----- Excerpted data
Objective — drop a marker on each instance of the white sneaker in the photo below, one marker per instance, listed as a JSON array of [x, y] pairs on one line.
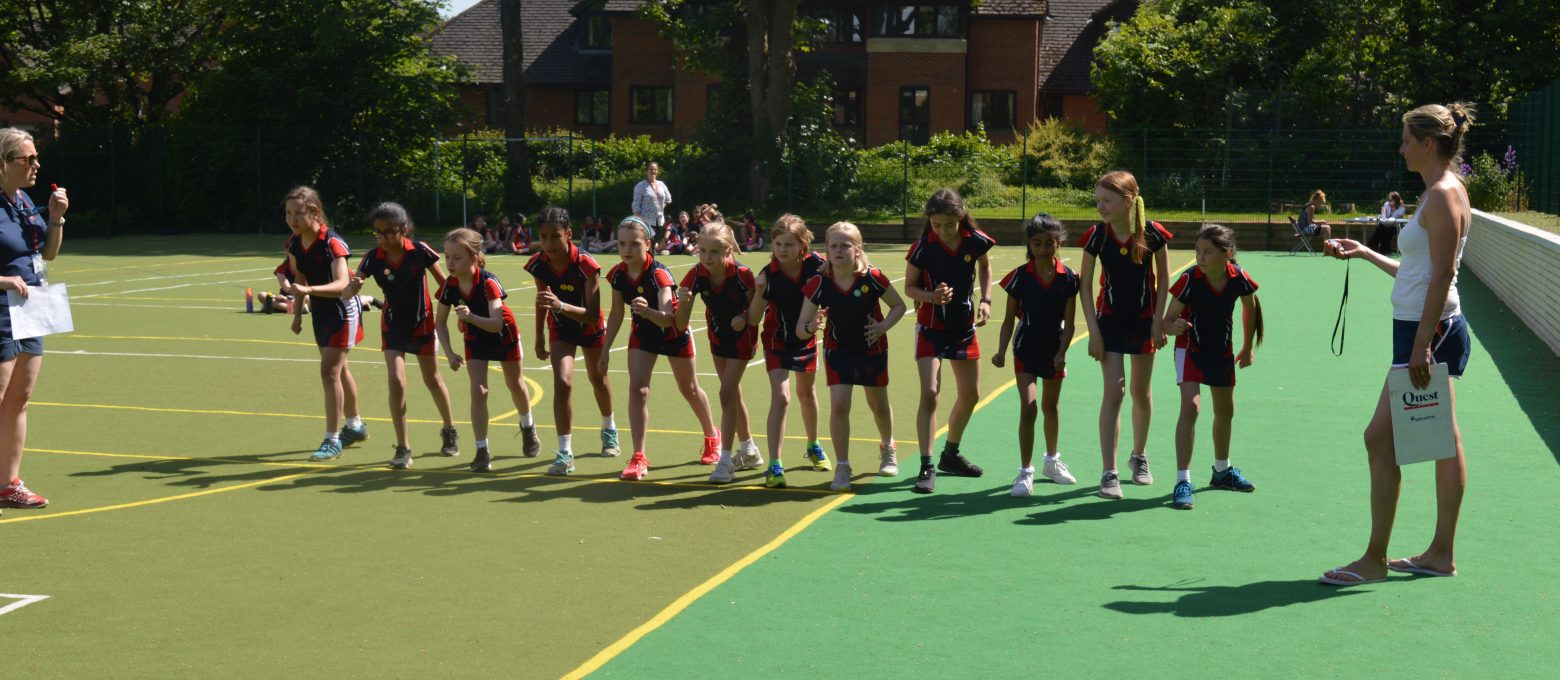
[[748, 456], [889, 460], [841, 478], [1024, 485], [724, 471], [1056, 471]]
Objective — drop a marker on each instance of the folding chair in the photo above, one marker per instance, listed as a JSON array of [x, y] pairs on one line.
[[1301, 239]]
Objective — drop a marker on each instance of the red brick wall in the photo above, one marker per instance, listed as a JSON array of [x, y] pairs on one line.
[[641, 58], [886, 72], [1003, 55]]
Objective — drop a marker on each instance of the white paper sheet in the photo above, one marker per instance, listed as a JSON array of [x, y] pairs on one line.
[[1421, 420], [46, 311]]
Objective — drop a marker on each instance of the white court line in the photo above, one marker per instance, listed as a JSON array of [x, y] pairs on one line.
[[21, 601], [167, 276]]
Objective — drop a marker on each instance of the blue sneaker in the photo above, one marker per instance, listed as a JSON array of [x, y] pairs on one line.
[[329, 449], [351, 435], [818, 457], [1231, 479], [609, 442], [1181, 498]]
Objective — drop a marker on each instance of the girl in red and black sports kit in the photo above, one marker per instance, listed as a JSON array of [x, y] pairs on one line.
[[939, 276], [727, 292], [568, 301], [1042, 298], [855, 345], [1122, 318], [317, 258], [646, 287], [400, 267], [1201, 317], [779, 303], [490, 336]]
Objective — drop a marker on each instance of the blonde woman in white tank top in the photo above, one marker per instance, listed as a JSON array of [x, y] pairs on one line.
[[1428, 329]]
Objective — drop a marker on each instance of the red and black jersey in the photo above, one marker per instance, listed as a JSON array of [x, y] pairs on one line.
----------
_Exercise details_:
Please repeat the lines above exactly, beginning with the line that contains "Objective — drop a marker on each instance of the folding" and ending with the final one.

_Response_:
Objective — drop a marker on each instance of the folding chair in the photo above, one marker per instance, listed as a JSON array of [x, y] pairs on one line.
[[1301, 239]]
Objective — drop a marker on each instance of the red brick wall in the photo above, one marker per instance, listed as a JSON array of [x, y] pairs on one line.
[[641, 58], [886, 72], [1003, 55]]
Objective — drop a marker on each instance of the white paper sheet in the photo above, one marker per instance, listed as a JSON array of [x, y] pairs on one line.
[[1421, 420], [46, 311]]
Objective — drop a marker on each instance of the white court line in the photo above, one marker per instance, listed as a JSON array of [x, y] pairs on one line.
[[21, 601], [167, 276]]
Objective — drop a marker on each instance of the blue sneaker in the photo above, one marker per instance, listed as a JSON array of [x, y] pairs on one line.
[[329, 449], [351, 435], [818, 457], [1231, 479], [609, 442], [1181, 498]]
Objective — drop a marker on each instance of the girl in red and black sports kit in the photo above, one marker per instance, listed as a JSON array of [x, y] pairs on one line.
[[939, 276], [727, 292], [568, 301], [1042, 298], [855, 345], [1122, 318], [317, 258], [646, 287], [400, 267], [1201, 317], [779, 303], [490, 336]]
Objective — drop a marker on each instance of the blonde woman in white tank top in the photo above, one marker per instance, listed as a JSON array of [x, y] pairs on one line.
[[1428, 329]]
Objective — drop a marker on each instance of the red and black jersey in the photo above, one marker per instance, listed as a JSON array of [x, y] pairs on one line.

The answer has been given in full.